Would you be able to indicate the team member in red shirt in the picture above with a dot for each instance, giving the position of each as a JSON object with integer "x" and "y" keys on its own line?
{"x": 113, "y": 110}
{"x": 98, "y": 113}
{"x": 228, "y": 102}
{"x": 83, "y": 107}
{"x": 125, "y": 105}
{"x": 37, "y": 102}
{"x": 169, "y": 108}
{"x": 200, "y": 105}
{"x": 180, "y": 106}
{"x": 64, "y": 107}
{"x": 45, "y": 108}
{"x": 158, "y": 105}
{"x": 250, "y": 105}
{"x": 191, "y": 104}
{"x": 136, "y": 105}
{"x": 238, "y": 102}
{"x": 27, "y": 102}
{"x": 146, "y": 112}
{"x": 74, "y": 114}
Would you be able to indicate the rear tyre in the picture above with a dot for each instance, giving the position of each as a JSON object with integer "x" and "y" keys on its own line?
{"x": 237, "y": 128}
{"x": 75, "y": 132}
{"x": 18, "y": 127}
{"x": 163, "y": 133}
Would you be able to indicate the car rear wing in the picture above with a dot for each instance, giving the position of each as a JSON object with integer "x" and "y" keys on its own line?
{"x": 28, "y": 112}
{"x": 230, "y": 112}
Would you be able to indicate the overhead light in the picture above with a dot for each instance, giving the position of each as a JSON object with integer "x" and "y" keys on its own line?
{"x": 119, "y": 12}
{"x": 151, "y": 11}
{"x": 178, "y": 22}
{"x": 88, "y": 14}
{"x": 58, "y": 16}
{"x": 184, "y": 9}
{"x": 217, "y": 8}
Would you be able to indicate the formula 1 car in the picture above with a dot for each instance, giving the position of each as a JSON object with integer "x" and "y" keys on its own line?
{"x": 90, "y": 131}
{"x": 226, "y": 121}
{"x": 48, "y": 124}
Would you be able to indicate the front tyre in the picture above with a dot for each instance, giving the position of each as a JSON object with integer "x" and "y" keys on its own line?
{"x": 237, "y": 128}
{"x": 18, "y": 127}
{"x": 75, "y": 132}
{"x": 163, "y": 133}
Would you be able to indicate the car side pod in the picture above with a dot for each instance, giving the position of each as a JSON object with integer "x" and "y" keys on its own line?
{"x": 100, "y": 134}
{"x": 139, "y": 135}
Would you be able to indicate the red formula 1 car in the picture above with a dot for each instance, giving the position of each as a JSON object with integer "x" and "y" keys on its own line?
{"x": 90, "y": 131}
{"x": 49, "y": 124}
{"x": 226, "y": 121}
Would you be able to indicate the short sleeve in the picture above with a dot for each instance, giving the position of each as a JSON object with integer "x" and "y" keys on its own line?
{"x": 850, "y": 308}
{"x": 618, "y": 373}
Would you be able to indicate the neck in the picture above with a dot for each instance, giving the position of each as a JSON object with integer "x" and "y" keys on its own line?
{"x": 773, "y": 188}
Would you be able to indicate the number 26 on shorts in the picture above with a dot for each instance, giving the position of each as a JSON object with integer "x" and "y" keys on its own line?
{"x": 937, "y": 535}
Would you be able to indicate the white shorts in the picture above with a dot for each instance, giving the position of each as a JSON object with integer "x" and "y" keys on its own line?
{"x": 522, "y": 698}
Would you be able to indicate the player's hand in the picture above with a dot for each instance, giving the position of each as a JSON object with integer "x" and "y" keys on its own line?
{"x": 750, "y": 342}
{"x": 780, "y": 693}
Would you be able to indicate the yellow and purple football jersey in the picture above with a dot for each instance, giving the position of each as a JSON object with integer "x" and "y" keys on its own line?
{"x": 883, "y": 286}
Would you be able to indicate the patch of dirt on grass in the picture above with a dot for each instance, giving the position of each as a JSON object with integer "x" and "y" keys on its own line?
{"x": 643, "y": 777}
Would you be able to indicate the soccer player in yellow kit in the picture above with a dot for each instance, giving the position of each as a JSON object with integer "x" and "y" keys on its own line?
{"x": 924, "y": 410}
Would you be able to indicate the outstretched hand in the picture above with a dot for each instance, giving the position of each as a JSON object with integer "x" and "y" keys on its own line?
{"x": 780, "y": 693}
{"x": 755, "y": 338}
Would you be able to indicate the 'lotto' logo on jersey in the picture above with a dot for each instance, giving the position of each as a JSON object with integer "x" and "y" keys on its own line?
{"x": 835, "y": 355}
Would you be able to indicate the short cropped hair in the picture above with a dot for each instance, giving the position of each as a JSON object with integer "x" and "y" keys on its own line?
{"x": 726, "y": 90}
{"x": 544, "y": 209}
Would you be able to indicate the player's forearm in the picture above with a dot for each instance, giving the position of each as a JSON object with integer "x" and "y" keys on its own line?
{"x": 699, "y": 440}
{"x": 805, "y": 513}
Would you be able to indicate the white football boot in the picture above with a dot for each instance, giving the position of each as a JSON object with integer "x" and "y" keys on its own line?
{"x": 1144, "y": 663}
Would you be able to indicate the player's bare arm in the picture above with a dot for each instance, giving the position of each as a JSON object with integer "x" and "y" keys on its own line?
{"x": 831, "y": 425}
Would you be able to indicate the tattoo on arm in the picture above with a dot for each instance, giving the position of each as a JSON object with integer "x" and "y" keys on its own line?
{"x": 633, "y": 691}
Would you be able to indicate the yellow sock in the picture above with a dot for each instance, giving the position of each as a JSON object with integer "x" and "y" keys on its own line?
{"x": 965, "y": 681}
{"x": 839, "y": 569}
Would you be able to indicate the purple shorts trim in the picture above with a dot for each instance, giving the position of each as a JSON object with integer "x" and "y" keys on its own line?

* Task details
Recast the records above as a JSON list of strings, one string per line, leaving out blank lines.

* The response
[
  "Would you be able to indicate the team member in red shirt in the picture above with a dot for each instance, giving the position of each as a JSON object with integer \"x\" and \"y\" keys on its own line?",
  "{\"x\": 113, \"y\": 110}",
  "{\"x\": 98, \"y\": 113}",
  "{\"x\": 228, \"y\": 102}",
  "{\"x\": 83, \"y\": 107}",
  "{\"x\": 125, \"y\": 105}",
  "{\"x\": 37, \"y\": 102}",
  "{\"x\": 169, \"y\": 108}",
  "{\"x\": 200, \"y\": 105}",
  "{\"x\": 180, \"y\": 106}",
  "{\"x\": 64, \"y\": 107}",
  "{\"x\": 45, \"y\": 108}",
  "{\"x\": 158, \"y\": 105}",
  "{\"x\": 250, \"y\": 105}",
  "{\"x\": 191, \"y\": 104}",
  "{\"x\": 136, \"y\": 105}",
  "{\"x\": 238, \"y\": 102}",
  "{\"x\": 27, \"y\": 102}",
  "{\"x\": 146, \"y\": 112}",
  "{\"x\": 74, \"y\": 114}",
  "Would you be able to indicate the rear tyre in the picture above with a dot for each instance, giving the position of each as a JSON object with integer \"x\" and \"y\" keys on its own line?",
  "{\"x\": 237, \"y\": 128}",
  "{\"x\": 75, \"y\": 132}",
  "{\"x\": 18, \"y\": 127}",
  "{\"x\": 163, \"y\": 133}",
  "Would you be able to indicate the car rear wing in the picture above with a dot for each instance, giving the position of each as a JSON object with integer \"x\" and \"y\" keys on its own line?",
  "{\"x\": 28, \"y\": 112}",
  "{\"x\": 230, \"y\": 112}",
  "Would you be able to indicate the overhead light in the picture above with a dot for each instance, giving the position of each as a JSON object with integer \"x\" and \"y\" keys on its own line?",
  "{\"x\": 119, \"y\": 12}",
  "{\"x\": 151, \"y\": 11}",
  "{\"x\": 178, \"y\": 22}",
  "{\"x\": 88, \"y\": 14}",
  "{\"x\": 58, \"y\": 16}",
  "{\"x\": 184, \"y\": 9}",
  "{\"x\": 217, \"y\": 8}",
  "Would you be able to indicate the formula 1 car in the picture above with a dot for each instance, giving the position of each as a JSON object with integer \"x\" and \"y\" keys on its own line?",
  "{\"x\": 90, \"y\": 131}",
  "{\"x\": 226, \"y\": 121}",
  "{\"x\": 48, \"y\": 124}",
  "Would you be able to indicate the front tyre in the picture above with a dot for each instance, giving the position of each as a JSON object with integer \"x\" and \"y\" keys on its own line?",
  "{\"x\": 237, \"y\": 128}",
  "{\"x\": 18, \"y\": 127}",
  "{\"x\": 75, \"y\": 132}",
  "{\"x\": 163, \"y\": 133}",
  "Would you be able to indicate the car side pod in the picture above with a dot for each instance, giving the position of each as a JSON object with integer \"x\" and \"y\" keys on its own line?",
  "{\"x\": 100, \"y\": 134}",
  "{\"x\": 139, \"y\": 135}",
  "Would you be able to indicate the red formula 1 car in the picture above with a dot for each instance, giving the position of each as a JSON object with integer \"x\" and \"y\" keys on its own line?",
  "{\"x\": 90, \"y\": 131}",
  "{\"x\": 49, \"y\": 124}",
  "{\"x\": 226, \"y\": 121}",
  "Would you be able to indicate the short sleeve in the picture above with a dot for each instance, giving the position of each as a JSON object with integer \"x\" and \"y\" keys on its own line?",
  "{\"x\": 850, \"y\": 308}",
  "{\"x\": 618, \"y\": 373}",
  "Would you be able to indicate the neck in the picture above with a dot for each instance, giving the position of each as a JSON object with integer \"x\" and \"y\" keys on its own line?",
  "{\"x\": 773, \"y\": 188}",
  "Would you be able to indicate the number 26 on shorts in the picture above with a dot for each instance, giving the position of each as a JSON object with integer \"x\" and \"y\" keys on its own line?",
  "{\"x\": 937, \"y\": 535}",
  "Would you be able to indicate the white shorts in the picture above with a dot for each instance, giving the position of each as a JSON object with integer \"x\" and \"y\" keys on its own line?",
  "{\"x\": 522, \"y\": 698}",
  "Would you be able to indicate the player's hand in the picture above with a dot for each instance, giving the position of each as a JSON object with integer \"x\" and \"y\" keys on its own line?",
  "{\"x\": 750, \"y\": 342}",
  "{\"x\": 780, \"y\": 693}",
  "Would you be able to indicate the yellow and purple football jersey in the picture above with a dot for each instance, giving the position of each as a JSON object with integer \"x\" and \"y\" keys on its own line?",
  "{\"x\": 883, \"y\": 286}",
  "Would you be able to indicate the patch of dirt on grass in the picture above with a dot for each instance, giving the position of each as a JSON object with integer \"x\" and \"y\" keys on its own line?",
  "{\"x\": 643, \"y\": 777}",
  "Would you be able to indicate the soccer player in yellow kit in the picture above with a dot for each instance, giving the position of each as a JSON object with integer \"x\" and \"y\" keys on its own line?",
  "{\"x\": 924, \"y\": 410}",
  "Would you be able to indicate the outstretched hand in the picture above with a dot for each instance, giving the position of each as a JSON object with integer \"x\" and \"y\" keys on its own line?",
  "{\"x\": 780, \"y\": 693}",
  "{\"x\": 755, \"y\": 338}",
  "Would you be able to indicate the 'lotto' logo on jersey in the picture above with a dot for each instance, giving the position of each as a JSON object with integer \"x\" and \"y\" keys on its own line?",
  "{\"x\": 835, \"y\": 355}",
  "Would you be able to indicate the short cropped hair in the picture above with a dot for each instance, giving the position of each as a JSON object with integer \"x\" and \"y\" keys on its own line?",
  "{\"x\": 726, \"y\": 90}",
  "{\"x\": 544, \"y\": 209}",
  "Would you be able to indicate the player's forearm in the picture above with a dot for each instance, giving the position of each as a JSON object with integer \"x\" and \"y\" keys on its own line?",
  "{\"x\": 699, \"y\": 440}",
  "{\"x\": 805, \"y\": 513}",
  "Would you be able to indicate the white football boot in the picture above with a dot for each instance, giving the position of each as a JSON object with integer \"x\" and \"y\" keys on its own line?",
  "{\"x\": 1144, \"y\": 663}",
  "Would you be able to indicate the player's bare arm in the picture above with a dot for each instance, giving the position of each as a JSON object with integer \"x\" and \"y\" keys on its own line?",
  "{\"x\": 831, \"y\": 425}",
  "Would you be able to indicate the tattoo on arm in the picture above with a dot for each instance, giving the position of each as a JSON object with integer \"x\" and \"y\" keys on its own line?",
  "{\"x\": 633, \"y\": 691}",
  "Would you be able to indicate the yellow sock in the picture above with a dot for each instance, giving the position of each as a JSON object with integer \"x\" and \"y\" keys on its own line?",
  "{\"x\": 965, \"y\": 681}",
  "{\"x\": 839, \"y\": 569}",
  "Would you be able to indicate the purple shorts trim in the picture above with a dot for each instance, giving the position of each as a JSON object with integer \"x\" and \"y\" keys on its own line?"
]